Written task: Which lines in the records below contain the word "cutting"? Locate each one and copy it out in full.

[Point annotation dataset records]
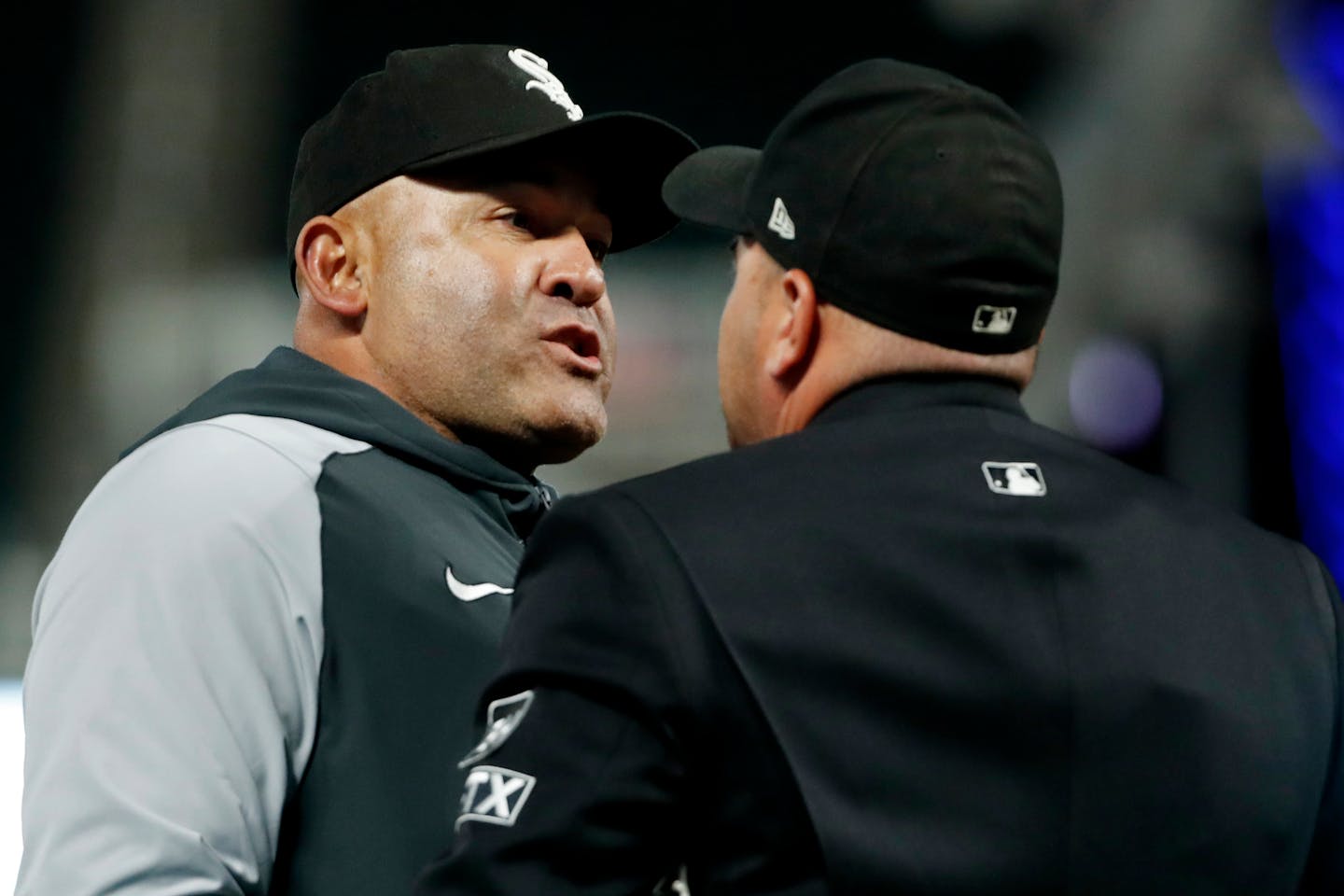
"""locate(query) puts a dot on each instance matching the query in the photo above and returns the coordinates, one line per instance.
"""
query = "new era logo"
(779, 220)
(494, 795)
(1017, 479)
(993, 320)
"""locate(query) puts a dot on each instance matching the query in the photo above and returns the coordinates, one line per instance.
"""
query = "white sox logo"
(544, 81)
(494, 795)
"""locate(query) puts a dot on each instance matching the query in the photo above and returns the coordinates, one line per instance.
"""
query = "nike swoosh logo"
(464, 592)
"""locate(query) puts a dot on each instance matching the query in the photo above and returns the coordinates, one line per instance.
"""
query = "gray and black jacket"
(257, 648)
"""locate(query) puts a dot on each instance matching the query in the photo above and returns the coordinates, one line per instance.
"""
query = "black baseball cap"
(913, 199)
(431, 106)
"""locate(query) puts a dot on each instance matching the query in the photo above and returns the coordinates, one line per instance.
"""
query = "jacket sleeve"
(577, 786)
(1325, 865)
(170, 696)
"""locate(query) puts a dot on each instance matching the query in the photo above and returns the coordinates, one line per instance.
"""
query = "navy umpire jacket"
(922, 647)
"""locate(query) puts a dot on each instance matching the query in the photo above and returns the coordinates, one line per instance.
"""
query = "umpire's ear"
(791, 320)
(326, 260)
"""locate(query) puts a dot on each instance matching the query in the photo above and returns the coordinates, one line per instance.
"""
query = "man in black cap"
(257, 649)
(902, 639)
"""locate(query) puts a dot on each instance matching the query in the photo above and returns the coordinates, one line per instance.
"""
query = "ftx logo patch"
(494, 795)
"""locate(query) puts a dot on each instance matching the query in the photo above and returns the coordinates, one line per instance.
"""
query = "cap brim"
(625, 155)
(710, 187)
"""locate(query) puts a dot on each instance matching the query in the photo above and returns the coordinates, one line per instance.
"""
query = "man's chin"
(540, 443)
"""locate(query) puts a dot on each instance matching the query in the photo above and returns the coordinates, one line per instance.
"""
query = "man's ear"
(326, 259)
(794, 326)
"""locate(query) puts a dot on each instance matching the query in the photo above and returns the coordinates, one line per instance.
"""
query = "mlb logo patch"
(1015, 477)
(993, 320)
(494, 795)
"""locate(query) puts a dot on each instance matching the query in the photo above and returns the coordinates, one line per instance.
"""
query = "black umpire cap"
(430, 106)
(913, 199)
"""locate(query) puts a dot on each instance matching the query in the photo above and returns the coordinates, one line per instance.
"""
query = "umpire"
(902, 639)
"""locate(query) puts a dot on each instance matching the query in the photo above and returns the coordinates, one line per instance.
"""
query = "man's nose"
(571, 273)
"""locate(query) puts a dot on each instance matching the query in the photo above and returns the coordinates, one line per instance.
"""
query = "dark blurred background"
(152, 144)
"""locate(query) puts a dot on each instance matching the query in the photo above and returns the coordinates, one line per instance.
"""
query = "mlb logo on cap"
(991, 318)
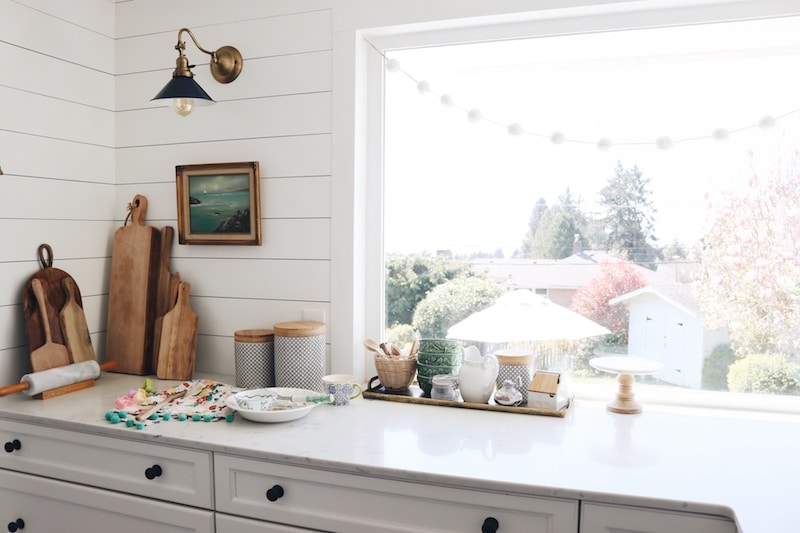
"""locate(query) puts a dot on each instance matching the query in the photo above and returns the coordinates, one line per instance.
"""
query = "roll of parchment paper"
(60, 376)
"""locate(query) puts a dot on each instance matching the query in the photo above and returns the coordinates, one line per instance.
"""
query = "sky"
(468, 186)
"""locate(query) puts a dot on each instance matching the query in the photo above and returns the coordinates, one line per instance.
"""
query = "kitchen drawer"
(332, 501)
(605, 518)
(49, 505)
(237, 524)
(113, 463)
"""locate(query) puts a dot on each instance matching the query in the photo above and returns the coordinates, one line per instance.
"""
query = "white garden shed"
(667, 326)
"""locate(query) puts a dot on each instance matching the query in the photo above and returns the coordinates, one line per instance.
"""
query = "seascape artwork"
(219, 203)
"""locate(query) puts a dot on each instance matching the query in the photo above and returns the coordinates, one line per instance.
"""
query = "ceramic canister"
(254, 357)
(299, 354)
(517, 366)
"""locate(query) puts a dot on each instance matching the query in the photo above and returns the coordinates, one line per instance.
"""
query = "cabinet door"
(50, 505)
(236, 524)
(602, 518)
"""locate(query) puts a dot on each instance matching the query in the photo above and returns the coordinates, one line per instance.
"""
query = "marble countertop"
(731, 463)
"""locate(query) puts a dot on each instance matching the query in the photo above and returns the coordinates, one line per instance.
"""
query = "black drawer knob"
(275, 493)
(153, 472)
(490, 525)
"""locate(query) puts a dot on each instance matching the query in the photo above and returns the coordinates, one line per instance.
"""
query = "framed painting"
(219, 203)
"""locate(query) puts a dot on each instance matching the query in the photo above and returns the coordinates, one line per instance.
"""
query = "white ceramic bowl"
(258, 405)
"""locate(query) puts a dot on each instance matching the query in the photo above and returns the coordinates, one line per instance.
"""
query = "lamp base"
(228, 64)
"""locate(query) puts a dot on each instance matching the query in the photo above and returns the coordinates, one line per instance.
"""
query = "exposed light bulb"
(183, 106)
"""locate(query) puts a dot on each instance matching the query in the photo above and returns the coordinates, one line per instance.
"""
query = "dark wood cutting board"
(132, 293)
(54, 295)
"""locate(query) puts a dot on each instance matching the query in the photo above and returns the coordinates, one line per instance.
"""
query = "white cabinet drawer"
(113, 463)
(237, 524)
(337, 502)
(49, 505)
(603, 518)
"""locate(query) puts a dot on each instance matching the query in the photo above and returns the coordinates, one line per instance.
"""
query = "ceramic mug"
(343, 387)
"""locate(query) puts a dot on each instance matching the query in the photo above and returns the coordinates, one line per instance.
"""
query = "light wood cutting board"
(176, 354)
(132, 293)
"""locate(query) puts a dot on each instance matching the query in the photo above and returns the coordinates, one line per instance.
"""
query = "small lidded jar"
(444, 387)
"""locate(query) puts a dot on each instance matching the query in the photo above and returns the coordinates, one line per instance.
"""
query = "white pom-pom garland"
(515, 129)
(474, 116)
(664, 143)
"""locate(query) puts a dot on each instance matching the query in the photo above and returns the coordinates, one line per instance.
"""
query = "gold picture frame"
(219, 203)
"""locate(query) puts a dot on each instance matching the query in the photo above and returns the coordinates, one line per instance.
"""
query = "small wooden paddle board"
(132, 293)
(177, 352)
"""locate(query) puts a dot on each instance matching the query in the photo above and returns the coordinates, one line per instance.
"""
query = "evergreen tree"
(629, 216)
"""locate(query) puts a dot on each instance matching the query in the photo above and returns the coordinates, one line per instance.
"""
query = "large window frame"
(368, 180)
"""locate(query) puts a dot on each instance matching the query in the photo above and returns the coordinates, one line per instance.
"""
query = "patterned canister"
(254, 356)
(517, 366)
(299, 354)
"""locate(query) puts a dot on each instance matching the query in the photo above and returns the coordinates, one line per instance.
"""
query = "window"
(477, 134)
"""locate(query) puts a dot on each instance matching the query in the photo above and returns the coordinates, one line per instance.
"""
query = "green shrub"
(764, 374)
(716, 367)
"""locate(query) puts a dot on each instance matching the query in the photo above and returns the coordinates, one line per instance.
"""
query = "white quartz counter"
(741, 465)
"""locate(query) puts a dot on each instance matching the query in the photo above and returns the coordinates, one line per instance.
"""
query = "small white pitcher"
(477, 375)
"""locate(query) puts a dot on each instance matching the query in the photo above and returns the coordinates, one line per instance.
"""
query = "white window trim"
(358, 125)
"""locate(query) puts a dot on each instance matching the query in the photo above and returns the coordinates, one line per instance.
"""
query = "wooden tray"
(376, 391)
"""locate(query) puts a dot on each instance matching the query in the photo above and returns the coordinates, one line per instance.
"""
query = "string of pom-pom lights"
(664, 142)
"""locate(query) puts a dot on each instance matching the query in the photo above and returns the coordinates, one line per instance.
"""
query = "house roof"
(677, 295)
(573, 272)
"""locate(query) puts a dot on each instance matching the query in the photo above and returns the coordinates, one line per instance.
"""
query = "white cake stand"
(626, 368)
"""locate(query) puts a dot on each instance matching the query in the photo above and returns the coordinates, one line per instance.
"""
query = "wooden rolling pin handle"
(23, 386)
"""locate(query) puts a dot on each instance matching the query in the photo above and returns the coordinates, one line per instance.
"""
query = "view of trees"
(749, 280)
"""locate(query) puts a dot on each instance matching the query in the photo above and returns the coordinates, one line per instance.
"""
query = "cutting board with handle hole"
(49, 355)
(176, 353)
(132, 292)
(55, 299)
(73, 325)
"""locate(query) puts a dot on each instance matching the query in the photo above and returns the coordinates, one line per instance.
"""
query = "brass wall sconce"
(183, 91)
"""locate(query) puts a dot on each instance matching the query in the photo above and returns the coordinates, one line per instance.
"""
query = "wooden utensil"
(176, 353)
(51, 281)
(74, 327)
(132, 293)
(50, 354)
(172, 299)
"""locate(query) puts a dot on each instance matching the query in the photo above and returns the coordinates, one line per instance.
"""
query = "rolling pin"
(60, 376)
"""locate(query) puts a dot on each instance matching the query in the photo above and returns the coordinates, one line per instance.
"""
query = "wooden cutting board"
(55, 298)
(74, 327)
(176, 353)
(132, 293)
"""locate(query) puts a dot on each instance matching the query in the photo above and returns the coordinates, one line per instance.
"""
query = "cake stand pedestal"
(626, 368)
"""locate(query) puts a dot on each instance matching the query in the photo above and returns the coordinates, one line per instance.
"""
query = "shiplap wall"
(57, 155)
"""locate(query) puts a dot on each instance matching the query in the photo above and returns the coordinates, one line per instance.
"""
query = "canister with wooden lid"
(299, 354)
(254, 356)
(517, 366)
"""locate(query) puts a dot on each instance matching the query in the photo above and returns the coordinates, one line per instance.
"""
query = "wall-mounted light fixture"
(185, 93)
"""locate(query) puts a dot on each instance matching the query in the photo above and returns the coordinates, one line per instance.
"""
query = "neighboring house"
(557, 279)
(667, 326)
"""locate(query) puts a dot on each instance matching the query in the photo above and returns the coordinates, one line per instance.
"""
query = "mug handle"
(355, 395)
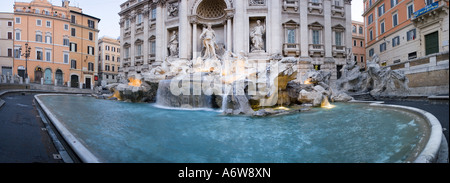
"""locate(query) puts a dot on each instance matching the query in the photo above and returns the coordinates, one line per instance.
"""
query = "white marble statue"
(257, 36)
(208, 36)
(173, 45)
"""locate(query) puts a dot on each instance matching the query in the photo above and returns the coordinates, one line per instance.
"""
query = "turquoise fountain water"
(131, 132)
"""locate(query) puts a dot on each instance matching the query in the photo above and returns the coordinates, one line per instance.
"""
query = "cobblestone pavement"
(23, 138)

Written solution:
query = "dark wood cutting board"
query = "light wood cutting board"
query = "cutting board with handle hole"
query = "wooden cutting board"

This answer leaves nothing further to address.